SET TASK
Echo the following lines back word for word, with no changes.

**** SOURCE DATA ****

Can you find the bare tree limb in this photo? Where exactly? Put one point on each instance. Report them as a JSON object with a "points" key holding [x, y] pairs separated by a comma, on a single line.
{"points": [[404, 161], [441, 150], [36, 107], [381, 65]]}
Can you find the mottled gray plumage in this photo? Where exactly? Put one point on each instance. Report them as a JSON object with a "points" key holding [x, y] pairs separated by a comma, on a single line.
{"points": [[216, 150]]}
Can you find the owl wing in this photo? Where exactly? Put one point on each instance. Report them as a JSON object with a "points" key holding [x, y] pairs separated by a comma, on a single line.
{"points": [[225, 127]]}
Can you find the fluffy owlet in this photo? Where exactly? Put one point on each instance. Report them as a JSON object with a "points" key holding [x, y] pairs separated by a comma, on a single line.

****

OUTPUT
Can you find the bare tree limb in this photo? Where exactly? Put one point on each instance. Report them as a JSON object with a "points" key holding [x, y] pairs separated by a comma, on a single line.
{"points": [[404, 161], [441, 150], [36, 107], [381, 65]]}
Can you find the mottled gray plumage in this photo? Where exactly? Put one point on each instance. Report them as a JSON object with a "points" key holding [x, y] pairs separated by a comma, on a single line.
{"points": [[216, 150]]}
Can you find the owl wing in this photo? Where exactly? Put one point on each instance. Report them as a JSON object with a "points" key holding [x, y] pairs separated by a comma, on a single line.
{"points": [[225, 127]]}
Can you find the fluffy owlet in this photo? Where exactly? Put one point on each instance. Report them as a JSON object with a "points" key holding [x, y] pairs separated by a comma, on a single line.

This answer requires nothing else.